Nothing but the lines from the line with "Please locate the dark" through the end of the data is to be copied, and each is to be copied exactly.

::: Provided records

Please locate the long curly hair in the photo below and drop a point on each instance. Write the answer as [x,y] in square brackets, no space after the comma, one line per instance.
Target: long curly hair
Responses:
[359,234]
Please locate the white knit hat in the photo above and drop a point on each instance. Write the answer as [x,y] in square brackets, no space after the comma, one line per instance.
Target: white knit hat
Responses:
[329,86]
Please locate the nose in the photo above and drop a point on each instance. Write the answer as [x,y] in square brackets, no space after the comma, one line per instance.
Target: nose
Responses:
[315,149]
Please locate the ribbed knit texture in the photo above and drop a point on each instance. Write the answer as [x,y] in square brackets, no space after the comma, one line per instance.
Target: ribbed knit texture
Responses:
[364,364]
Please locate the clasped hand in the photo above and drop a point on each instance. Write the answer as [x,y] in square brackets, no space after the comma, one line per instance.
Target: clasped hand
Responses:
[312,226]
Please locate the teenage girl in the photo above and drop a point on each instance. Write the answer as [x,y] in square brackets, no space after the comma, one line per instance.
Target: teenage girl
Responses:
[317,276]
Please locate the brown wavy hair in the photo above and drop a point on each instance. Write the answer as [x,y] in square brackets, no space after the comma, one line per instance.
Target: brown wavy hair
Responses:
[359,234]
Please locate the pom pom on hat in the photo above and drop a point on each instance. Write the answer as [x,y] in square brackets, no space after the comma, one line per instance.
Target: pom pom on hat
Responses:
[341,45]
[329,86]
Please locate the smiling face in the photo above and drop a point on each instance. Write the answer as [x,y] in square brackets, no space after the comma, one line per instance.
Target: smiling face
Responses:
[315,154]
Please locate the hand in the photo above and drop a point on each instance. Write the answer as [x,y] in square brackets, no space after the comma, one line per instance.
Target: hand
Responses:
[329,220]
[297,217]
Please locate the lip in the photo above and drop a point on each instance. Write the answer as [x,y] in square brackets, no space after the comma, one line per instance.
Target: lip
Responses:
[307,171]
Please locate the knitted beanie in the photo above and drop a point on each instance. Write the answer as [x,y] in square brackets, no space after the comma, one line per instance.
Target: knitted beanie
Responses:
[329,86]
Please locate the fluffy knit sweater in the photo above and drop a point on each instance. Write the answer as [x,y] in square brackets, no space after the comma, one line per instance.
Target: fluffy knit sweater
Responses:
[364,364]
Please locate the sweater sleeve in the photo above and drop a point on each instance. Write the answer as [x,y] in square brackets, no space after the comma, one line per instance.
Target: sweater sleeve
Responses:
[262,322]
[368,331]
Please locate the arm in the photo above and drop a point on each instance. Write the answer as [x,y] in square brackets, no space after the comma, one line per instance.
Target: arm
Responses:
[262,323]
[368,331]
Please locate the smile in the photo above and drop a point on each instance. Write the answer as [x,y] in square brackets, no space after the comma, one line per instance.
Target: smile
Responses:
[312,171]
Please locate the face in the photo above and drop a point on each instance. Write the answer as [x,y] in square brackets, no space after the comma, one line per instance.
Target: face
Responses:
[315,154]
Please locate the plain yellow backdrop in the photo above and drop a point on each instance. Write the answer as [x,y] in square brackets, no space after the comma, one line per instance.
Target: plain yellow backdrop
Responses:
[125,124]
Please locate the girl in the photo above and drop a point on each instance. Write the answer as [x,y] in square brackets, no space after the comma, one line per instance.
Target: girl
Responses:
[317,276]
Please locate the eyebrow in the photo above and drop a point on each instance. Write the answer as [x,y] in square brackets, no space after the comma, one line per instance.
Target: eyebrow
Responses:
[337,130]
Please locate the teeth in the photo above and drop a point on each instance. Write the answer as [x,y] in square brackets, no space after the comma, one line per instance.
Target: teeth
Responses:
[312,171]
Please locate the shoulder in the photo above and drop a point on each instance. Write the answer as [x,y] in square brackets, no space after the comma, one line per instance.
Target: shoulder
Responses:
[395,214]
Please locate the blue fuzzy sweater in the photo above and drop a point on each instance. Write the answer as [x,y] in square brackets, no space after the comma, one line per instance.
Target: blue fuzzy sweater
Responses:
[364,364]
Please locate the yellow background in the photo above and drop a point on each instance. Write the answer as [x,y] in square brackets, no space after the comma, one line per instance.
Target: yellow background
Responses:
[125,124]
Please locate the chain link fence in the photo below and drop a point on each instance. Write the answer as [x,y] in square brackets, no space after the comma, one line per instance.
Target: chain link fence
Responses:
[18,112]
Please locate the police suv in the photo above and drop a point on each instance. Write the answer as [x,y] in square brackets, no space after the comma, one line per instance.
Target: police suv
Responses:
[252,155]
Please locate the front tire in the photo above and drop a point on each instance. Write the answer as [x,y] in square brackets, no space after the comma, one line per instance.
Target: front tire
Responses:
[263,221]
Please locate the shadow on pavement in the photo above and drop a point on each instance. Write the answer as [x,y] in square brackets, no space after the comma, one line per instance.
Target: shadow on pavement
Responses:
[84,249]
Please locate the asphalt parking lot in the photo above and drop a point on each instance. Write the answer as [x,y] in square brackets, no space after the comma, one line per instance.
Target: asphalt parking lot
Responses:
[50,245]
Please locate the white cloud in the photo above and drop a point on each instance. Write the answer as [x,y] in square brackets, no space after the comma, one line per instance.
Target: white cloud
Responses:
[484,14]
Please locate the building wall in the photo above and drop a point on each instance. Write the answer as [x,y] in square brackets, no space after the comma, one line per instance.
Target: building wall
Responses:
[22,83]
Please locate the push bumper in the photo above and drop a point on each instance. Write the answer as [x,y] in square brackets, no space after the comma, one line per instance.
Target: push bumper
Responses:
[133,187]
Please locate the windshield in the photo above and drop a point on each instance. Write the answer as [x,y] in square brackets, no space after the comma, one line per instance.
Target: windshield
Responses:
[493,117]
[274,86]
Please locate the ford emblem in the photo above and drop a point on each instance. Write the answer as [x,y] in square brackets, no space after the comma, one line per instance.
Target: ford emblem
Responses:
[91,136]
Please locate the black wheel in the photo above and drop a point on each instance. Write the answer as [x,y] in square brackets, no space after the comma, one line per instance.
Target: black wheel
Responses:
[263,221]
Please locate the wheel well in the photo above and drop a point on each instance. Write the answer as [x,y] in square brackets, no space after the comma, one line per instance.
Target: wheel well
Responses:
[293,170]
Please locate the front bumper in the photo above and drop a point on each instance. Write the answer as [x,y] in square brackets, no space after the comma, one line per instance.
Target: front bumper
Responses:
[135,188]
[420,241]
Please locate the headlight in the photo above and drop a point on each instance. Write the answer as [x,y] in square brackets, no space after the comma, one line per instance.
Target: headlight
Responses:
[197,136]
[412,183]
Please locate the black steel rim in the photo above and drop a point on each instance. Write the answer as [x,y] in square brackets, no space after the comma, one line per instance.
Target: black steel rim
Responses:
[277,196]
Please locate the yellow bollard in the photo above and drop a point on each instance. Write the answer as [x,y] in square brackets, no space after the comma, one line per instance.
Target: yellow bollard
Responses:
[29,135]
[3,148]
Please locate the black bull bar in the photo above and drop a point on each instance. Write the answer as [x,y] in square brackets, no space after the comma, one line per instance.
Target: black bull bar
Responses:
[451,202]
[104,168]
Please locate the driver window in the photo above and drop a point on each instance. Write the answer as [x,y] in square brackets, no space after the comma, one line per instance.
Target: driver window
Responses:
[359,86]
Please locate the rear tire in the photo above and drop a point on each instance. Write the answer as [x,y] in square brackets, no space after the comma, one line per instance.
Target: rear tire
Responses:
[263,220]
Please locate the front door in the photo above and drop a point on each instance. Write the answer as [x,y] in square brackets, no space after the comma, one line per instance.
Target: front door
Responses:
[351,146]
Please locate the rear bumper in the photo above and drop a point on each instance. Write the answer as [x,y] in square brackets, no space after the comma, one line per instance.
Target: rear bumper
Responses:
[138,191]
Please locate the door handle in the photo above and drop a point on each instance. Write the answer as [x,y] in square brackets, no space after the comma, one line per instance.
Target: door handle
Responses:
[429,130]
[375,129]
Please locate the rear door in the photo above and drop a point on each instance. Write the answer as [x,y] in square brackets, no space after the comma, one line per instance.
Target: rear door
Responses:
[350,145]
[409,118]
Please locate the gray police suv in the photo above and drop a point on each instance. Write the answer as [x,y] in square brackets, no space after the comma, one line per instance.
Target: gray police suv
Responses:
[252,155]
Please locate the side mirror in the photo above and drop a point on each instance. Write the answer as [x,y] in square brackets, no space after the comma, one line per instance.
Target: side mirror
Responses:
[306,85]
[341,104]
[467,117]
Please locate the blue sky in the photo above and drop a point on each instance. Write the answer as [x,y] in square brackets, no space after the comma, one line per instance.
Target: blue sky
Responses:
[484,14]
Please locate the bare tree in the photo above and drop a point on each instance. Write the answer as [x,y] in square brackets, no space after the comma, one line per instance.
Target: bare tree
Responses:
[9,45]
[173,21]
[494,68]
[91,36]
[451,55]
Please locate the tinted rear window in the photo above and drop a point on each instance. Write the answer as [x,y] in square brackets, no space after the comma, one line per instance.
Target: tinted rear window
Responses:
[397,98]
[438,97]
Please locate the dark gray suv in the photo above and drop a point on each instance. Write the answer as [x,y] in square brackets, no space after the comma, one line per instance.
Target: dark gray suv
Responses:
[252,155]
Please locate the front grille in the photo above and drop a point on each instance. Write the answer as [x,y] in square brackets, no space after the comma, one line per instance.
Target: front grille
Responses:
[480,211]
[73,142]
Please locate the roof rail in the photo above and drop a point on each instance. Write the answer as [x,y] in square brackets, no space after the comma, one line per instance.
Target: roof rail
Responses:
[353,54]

::::::

- Written response:
Please locate the dark gray suv in the photo above and drop a point on each instance. Write the answer as [x,y] in square brackets, no space after the comma, one line per instance.
Target: dark gray suv
Responses:
[252,155]
Please locate the front grille in the photo above and drop a point on each instance. Write the answer as [x,y] in square brackets, no space after the comma, one line per instance.
Target: front grille
Responses:
[480,211]
[73,142]
Please locate the roof rail in the photo above and drop a point on each instance. Write the answer as [x,y] in square brackets, no space after the comma, one line per instance.
Target: roof rail
Responses:
[353,54]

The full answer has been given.